• WORK REQUIRED: Rewrite the stretch of the listing from its first line through the line containing "column 30, row 39" as a numbered list, leaving out any blank lines.

++++ MATERIAL SHOWN

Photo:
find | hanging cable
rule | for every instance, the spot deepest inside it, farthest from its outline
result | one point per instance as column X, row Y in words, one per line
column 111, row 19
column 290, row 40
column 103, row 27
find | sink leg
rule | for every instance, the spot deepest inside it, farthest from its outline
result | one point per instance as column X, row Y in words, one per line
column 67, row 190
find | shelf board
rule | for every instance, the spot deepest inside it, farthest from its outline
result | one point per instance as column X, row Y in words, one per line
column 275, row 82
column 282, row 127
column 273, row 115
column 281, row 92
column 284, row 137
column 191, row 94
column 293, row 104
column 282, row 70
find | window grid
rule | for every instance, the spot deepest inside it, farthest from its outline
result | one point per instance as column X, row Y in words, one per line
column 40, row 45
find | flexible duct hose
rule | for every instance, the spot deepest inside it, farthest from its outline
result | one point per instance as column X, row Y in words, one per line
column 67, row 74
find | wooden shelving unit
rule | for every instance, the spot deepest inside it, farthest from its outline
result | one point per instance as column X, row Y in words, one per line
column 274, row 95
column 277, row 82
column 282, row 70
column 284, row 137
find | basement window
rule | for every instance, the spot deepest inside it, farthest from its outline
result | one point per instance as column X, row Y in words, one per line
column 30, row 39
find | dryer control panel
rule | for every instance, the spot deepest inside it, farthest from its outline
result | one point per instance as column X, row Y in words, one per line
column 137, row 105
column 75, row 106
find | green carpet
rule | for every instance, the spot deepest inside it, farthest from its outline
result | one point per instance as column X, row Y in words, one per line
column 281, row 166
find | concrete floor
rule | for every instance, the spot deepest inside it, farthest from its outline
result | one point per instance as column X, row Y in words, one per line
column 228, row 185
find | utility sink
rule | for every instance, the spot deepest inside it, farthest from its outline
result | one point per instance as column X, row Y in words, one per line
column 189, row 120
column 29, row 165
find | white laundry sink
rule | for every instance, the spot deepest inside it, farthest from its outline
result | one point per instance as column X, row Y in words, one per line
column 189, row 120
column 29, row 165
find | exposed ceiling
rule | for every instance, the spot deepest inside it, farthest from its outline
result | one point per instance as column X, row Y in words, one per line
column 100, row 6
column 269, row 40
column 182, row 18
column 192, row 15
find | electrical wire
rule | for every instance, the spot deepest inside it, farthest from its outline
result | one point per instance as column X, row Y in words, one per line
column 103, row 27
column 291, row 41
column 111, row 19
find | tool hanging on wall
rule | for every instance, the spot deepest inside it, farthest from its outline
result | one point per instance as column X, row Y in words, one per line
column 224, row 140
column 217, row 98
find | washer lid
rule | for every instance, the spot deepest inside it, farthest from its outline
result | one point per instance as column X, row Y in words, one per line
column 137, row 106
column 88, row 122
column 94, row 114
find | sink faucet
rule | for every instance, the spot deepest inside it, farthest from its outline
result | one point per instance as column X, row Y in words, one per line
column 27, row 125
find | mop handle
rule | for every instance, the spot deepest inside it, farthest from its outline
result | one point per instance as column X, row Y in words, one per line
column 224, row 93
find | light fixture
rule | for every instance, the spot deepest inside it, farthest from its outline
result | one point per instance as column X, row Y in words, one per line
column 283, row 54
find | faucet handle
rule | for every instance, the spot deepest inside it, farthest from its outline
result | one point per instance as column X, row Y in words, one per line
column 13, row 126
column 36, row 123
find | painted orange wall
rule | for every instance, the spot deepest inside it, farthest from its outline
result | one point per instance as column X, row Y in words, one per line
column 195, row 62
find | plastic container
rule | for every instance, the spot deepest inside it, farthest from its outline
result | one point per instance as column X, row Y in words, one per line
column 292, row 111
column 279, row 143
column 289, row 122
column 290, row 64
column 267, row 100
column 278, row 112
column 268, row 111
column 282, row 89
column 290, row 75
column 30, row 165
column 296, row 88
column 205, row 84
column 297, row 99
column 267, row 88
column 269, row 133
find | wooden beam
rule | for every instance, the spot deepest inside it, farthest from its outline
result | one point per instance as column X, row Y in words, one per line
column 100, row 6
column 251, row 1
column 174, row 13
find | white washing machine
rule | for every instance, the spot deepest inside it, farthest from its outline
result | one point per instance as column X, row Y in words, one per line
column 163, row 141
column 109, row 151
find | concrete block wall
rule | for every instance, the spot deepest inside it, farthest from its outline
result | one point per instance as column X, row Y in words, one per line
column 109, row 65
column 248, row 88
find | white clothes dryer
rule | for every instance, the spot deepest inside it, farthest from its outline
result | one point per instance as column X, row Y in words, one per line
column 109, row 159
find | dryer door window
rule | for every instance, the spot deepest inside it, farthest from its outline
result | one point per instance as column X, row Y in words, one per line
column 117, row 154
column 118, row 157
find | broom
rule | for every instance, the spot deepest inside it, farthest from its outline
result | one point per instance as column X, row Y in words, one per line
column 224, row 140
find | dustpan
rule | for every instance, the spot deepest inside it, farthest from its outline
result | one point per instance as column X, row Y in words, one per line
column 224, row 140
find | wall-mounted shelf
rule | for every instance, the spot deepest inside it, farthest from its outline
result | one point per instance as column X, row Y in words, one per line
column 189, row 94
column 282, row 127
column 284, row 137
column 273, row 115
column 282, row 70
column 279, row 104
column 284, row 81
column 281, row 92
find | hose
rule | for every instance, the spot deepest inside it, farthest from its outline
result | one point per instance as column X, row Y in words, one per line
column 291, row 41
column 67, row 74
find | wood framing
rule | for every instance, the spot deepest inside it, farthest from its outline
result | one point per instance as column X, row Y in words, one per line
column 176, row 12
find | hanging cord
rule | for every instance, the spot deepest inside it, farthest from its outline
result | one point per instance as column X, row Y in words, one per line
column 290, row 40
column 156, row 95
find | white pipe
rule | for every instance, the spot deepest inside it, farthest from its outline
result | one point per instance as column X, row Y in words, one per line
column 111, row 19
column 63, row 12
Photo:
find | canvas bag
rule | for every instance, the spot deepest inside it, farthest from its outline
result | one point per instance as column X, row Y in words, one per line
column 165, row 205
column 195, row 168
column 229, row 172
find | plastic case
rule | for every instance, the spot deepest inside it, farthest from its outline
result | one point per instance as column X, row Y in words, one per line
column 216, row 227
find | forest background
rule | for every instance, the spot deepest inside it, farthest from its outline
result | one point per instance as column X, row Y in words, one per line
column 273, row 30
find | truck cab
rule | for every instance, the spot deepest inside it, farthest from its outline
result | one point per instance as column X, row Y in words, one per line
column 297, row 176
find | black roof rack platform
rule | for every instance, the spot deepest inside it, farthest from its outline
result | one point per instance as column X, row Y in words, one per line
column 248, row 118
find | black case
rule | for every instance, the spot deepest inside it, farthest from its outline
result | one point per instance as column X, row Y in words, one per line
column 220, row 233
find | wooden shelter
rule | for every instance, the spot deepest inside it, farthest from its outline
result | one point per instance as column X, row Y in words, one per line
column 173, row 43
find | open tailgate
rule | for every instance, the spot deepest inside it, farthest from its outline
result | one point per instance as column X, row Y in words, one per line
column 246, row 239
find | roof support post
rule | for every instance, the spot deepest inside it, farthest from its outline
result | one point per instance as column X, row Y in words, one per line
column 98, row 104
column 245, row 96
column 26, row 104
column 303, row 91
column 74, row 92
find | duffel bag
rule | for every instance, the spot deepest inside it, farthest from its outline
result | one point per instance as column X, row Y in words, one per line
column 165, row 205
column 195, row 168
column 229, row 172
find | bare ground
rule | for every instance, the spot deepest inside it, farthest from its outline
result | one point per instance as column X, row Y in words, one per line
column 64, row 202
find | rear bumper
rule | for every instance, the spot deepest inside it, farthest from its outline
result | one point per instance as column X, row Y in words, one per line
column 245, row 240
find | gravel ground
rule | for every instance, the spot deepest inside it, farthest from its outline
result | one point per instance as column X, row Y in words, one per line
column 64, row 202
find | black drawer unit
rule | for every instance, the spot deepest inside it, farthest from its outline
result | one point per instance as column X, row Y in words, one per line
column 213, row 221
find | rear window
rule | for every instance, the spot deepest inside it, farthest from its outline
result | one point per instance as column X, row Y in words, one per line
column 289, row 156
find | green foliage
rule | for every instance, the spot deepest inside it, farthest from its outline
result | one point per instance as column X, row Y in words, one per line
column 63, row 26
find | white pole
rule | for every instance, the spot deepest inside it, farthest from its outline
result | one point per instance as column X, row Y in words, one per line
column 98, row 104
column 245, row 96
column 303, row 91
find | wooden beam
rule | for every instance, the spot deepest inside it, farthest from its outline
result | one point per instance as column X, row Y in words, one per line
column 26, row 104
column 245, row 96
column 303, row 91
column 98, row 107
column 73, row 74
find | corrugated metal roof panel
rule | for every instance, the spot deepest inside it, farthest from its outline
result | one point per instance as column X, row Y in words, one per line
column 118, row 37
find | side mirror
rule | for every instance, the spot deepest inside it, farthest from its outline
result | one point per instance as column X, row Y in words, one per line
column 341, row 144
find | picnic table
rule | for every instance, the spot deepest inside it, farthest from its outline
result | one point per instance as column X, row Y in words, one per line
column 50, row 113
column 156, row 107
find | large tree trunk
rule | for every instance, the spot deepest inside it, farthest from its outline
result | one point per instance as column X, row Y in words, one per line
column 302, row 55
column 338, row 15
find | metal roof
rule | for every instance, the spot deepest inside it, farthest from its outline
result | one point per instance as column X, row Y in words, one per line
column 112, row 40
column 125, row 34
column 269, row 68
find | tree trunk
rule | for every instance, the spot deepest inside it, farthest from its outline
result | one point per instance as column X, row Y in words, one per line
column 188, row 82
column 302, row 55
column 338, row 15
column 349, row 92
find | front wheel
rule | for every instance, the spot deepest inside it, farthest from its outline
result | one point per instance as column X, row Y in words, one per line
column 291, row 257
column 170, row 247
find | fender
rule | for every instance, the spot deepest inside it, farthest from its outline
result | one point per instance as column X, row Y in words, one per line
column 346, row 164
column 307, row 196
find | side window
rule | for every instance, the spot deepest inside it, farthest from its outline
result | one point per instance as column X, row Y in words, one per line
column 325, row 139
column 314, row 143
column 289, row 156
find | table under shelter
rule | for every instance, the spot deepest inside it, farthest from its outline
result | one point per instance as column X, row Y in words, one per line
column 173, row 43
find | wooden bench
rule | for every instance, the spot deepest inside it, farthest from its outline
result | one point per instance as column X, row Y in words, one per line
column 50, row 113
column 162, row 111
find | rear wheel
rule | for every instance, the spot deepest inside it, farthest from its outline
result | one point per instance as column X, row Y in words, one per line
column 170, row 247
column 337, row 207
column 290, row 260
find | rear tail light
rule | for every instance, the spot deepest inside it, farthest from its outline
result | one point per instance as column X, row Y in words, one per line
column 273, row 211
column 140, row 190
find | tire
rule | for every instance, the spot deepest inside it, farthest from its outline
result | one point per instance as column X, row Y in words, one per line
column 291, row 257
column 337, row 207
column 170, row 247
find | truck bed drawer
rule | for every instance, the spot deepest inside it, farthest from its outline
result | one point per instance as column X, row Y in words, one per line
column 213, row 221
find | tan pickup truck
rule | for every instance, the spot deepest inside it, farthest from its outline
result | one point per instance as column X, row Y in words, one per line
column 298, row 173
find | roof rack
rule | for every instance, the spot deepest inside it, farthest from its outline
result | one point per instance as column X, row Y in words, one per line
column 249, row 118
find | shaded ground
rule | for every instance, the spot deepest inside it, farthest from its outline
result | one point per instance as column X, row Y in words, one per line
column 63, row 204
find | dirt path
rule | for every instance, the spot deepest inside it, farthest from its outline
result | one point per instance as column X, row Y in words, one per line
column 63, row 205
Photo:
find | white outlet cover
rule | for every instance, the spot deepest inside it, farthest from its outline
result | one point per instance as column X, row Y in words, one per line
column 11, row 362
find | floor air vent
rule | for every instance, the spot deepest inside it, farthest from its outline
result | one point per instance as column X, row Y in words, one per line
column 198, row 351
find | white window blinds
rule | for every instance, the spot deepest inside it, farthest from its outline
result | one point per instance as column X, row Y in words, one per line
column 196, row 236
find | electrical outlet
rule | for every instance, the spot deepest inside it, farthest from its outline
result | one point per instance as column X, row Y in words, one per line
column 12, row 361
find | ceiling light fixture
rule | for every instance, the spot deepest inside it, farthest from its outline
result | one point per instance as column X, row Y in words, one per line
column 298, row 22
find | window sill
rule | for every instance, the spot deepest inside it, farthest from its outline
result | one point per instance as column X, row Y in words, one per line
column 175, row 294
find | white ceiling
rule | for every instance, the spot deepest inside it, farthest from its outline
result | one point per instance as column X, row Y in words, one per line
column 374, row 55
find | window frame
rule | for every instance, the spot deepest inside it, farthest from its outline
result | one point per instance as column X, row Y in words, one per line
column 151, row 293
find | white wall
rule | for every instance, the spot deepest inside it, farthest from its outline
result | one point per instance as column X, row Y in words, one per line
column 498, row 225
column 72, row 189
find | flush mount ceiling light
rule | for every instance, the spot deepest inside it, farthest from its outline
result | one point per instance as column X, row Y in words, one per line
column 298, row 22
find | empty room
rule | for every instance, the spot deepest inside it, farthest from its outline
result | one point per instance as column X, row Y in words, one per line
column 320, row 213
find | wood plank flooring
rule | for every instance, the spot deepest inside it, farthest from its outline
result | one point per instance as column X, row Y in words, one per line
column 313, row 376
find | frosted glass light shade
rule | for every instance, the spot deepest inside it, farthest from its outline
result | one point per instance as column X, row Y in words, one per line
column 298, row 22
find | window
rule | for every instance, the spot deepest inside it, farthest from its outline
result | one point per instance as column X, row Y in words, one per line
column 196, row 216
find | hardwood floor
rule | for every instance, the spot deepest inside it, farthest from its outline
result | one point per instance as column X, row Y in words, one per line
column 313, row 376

++++++++

• TASK RESULT:
1. Photo:
2. find | hanging cable
3. rule | for every instance, the spot deepest inside it, farthest from its outline
4. result | one point per instance as column X, row Y in words, one per line
5. column 111, row 19
6. column 290, row 40
7. column 103, row 27
8. find | sink leg
9. rule | for every instance, the spot deepest inside it, farthest from its outline
10. result | one point per instance as column X, row Y in words, one per line
11. column 67, row 190
12. find | shelf board
13. rule | for every instance, the spot deepest inside it, farthest from its outline
14. result | one point per instance as column X, row Y in words, one per line
15. column 275, row 82
16. column 282, row 127
17. column 273, row 115
18. column 281, row 92
19. column 284, row 137
20. column 191, row 94
21. column 293, row 104
22. column 282, row 70
23. find | window grid
24. rule | for every instance, the spot deepest inside it, farthest from its outline
25. result | one point per instance as column X, row Y in words, one per line
26. column 40, row 45
27. find | flexible duct hose
28. rule | for every instance, the spot deepest inside it, farthest from its outline
29. result | one point per instance as column X, row Y in words, one per line
30. column 67, row 74
31. find | wooden shelving unit
32. rule | for every instance, the spot deepest inside it, farthest from its outline
33. result | one point per instance as column X, row Y in words, one per line
34. column 274, row 95
35. column 277, row 82
36. column 282, row 70
37. column 284, row 137
38. find | basement window
39. rule | for every instance, the spot deepest inside it, farthest from its outline
40. result | one point per instance as column X, row Y in words, one per line
41. column 30, row 39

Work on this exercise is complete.